• Exercise instructions
Retype, exactly and completely, the listing that comes next, skipping its images.
[Data for the task Boundary: Start]
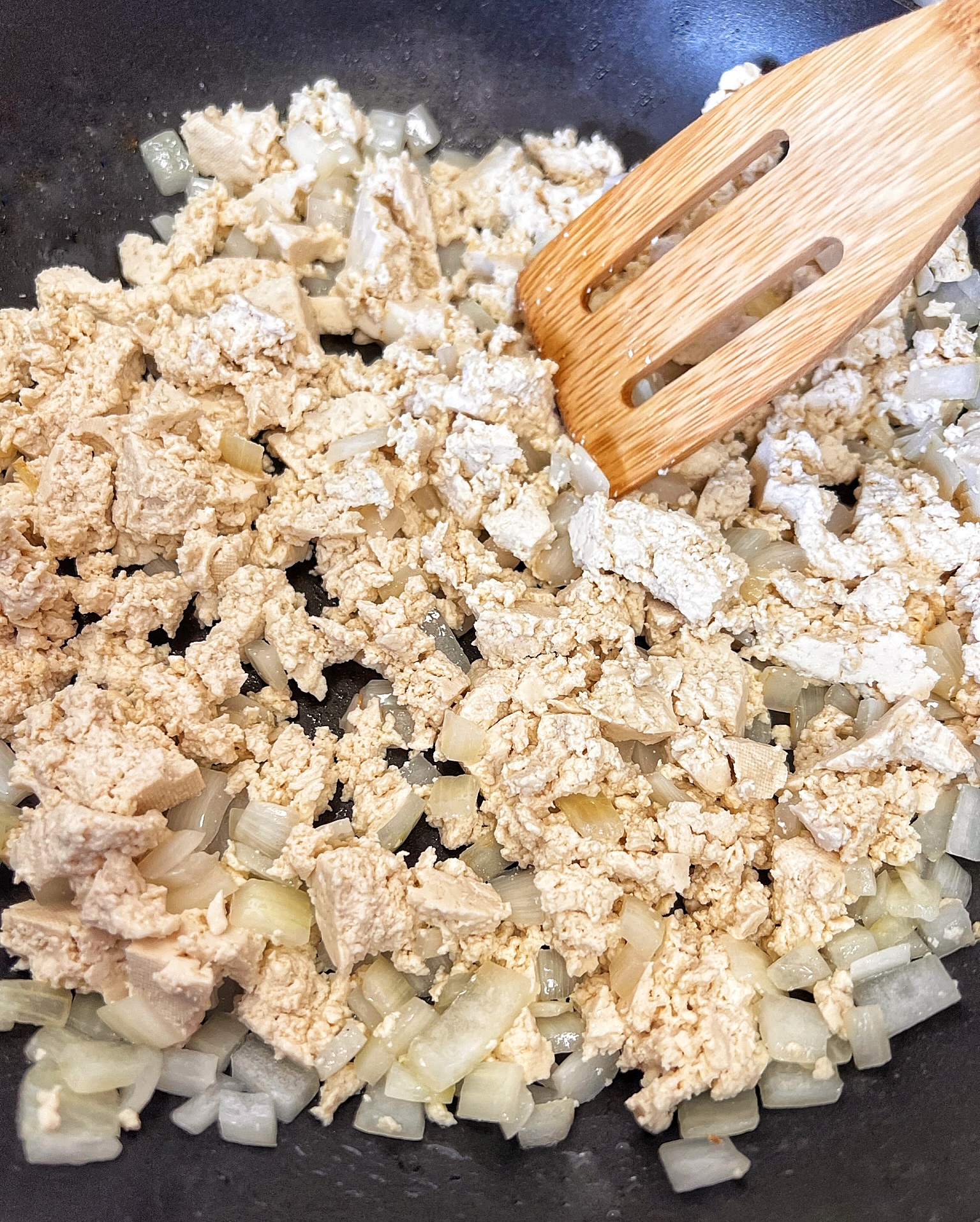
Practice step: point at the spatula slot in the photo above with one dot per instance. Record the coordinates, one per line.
(667, 232)
(765, 300)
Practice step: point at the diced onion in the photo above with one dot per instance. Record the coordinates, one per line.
(267, 664)
(785, 1084)
(799, 968)
(792, 1031)
(641, 927)
(460, 1038)
(290, 1085)
(220, 1034)
(460, 740)
(579, 1079)
(517, 889)
(167, 158)
(699, 1163)
(341, 1050)
(187, 1072)
(706, 1117)
(138, 1022)
(595, 818)
(359, 444)
(264, 826)
(280, 913)
(242, 454)
(247, 1120)
(34, 1002)
(547, 1124)
(586, 474)
(387, 1117)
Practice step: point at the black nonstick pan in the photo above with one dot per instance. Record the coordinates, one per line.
(80, 85)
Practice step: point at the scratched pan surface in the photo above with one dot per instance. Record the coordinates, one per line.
(80, 84)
[Data for the task Boundary: End]
• Task result
Practice step: point at the spatula slot in the photo above with one dot per instance. Record the coordinates, one per line.
(667, 232)
(765, 300)
Practice step: point at the diced onion in the photo above with one dot per instance. Record the coordinates, one per line.
(267, 664)
(785, 1084)
(799, 968)
(792, 1031)
(641, 927)
(460, 1038)
(290, 1085)
(220, 1034)
(460, 740)
(579, 1079)
(517, 889)
(167, 158)
(699, 1163)
(341, 1050)
(187, 1072)
(706, 1117)
(138, 1022)
(595, 818)
(359, 444)
(264, 826)
(280, 913)
(242, 454)
(247, 1120)
(34, 1002)
(547, 1124)
(586, 474)
(387, 1117)
Practice step: point at the black nonstick pan in the photo above with one dot per instance. Record the coordinates, one per line.
(80, 85)
Practice step: point at the scratched pan surface in the photo above with one dot per instance. Record the coordinates, one per line.
(80, 84)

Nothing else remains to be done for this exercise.